* _Exercise_: Locate each line of the data below that contains the string "positive", and copy those lines out in full.

[Opening Source information section]

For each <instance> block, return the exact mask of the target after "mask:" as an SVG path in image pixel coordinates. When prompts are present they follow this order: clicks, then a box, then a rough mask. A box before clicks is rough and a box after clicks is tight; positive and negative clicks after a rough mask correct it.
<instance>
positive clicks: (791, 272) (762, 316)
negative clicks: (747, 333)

[Closing Source information section]
[Opening Source information section]

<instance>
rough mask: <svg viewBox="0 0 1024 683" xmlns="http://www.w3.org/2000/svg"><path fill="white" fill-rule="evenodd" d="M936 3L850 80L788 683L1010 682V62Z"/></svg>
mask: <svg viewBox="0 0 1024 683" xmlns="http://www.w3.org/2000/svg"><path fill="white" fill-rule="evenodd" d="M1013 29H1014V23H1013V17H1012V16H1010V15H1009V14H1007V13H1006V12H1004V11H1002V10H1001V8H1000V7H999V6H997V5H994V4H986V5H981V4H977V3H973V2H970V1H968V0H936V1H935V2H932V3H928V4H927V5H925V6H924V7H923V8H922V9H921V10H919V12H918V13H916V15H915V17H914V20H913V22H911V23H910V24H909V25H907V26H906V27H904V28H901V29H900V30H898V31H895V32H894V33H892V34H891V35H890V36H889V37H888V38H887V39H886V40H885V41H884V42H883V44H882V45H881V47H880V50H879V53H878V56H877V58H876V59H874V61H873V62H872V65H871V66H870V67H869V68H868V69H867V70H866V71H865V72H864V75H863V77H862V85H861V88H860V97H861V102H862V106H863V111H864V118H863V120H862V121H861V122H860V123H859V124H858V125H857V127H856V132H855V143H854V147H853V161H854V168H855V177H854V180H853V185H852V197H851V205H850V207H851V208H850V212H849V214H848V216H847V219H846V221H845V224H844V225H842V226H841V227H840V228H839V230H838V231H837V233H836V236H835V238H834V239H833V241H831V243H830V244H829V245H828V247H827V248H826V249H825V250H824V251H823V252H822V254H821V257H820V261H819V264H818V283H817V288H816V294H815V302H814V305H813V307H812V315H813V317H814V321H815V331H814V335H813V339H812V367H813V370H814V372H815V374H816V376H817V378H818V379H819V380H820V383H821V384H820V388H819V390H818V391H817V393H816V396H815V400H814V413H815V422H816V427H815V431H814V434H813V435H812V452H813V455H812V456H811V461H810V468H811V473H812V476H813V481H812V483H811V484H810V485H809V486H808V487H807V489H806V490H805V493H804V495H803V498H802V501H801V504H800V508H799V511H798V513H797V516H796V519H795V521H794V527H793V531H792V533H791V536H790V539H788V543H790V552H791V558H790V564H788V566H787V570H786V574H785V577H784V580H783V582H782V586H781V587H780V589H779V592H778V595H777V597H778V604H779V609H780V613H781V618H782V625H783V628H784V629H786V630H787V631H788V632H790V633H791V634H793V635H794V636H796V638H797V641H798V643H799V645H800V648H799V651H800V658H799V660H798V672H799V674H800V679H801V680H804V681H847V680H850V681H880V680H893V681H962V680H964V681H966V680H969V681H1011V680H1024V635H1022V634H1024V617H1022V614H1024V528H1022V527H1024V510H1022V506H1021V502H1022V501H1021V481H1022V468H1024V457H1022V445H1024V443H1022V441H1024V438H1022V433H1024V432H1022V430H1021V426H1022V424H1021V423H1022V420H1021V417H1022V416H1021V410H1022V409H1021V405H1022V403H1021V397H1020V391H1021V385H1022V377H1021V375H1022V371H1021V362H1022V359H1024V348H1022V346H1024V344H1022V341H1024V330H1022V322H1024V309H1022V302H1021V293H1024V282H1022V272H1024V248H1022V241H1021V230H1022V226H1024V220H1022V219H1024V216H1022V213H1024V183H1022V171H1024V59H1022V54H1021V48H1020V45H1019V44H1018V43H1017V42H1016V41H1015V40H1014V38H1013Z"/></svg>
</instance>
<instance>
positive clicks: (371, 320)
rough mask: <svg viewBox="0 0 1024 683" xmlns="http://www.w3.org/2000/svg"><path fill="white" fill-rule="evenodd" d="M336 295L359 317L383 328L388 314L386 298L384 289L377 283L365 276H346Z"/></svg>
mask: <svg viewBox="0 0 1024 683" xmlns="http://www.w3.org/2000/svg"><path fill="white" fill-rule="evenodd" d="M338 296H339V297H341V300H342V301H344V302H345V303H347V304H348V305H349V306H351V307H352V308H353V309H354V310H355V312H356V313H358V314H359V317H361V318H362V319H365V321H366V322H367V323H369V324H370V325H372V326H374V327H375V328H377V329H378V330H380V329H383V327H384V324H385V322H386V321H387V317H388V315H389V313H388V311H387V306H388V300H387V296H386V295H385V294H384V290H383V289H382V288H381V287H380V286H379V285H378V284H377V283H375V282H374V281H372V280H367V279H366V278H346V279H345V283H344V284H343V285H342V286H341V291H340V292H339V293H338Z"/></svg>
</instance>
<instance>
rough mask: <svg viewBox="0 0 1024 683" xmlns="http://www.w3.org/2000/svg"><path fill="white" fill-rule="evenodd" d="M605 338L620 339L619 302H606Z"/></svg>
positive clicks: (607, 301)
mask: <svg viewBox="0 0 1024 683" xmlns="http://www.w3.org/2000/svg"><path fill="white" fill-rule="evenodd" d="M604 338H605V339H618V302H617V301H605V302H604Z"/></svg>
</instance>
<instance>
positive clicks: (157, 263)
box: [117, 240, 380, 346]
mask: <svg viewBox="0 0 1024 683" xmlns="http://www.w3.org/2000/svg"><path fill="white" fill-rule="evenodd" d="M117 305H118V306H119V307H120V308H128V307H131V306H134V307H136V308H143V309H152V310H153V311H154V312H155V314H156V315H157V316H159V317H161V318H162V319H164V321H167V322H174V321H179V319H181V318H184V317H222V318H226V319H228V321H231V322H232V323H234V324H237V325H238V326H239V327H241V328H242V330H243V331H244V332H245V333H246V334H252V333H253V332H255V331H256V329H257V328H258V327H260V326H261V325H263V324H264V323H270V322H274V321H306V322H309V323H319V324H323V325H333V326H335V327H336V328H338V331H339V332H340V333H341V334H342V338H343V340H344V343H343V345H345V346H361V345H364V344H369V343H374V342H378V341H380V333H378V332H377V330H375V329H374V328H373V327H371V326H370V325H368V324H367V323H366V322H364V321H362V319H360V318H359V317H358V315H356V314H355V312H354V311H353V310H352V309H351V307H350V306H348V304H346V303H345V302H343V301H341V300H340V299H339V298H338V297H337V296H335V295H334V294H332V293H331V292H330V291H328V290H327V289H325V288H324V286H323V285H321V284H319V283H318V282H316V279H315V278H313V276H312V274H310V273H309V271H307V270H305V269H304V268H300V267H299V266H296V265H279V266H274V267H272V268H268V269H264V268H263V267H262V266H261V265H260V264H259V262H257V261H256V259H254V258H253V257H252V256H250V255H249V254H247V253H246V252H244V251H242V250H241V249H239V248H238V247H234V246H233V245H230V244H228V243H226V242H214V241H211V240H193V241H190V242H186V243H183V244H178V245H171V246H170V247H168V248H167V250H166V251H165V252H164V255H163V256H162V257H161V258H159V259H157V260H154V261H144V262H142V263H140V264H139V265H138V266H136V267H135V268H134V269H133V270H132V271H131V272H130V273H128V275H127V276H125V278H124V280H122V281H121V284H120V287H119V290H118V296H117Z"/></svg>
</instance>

[Closing Source information section]

* _Output for this task_:
For each <instance> block, return the exact mask of the target after "mask:" as an SVG path in image pixel coordinates. When prompts are present they follow this order: clicks, then a box, then a rough mask. A box before clicks is rough and a box after clicks is tight; positive and negative clicks after a rough mask correct it.
positive clicks: (791, 272) (762, 316)
positive clicks: (371, 320)
positive clicks: (607, 301)
positive clicks: (157, 263)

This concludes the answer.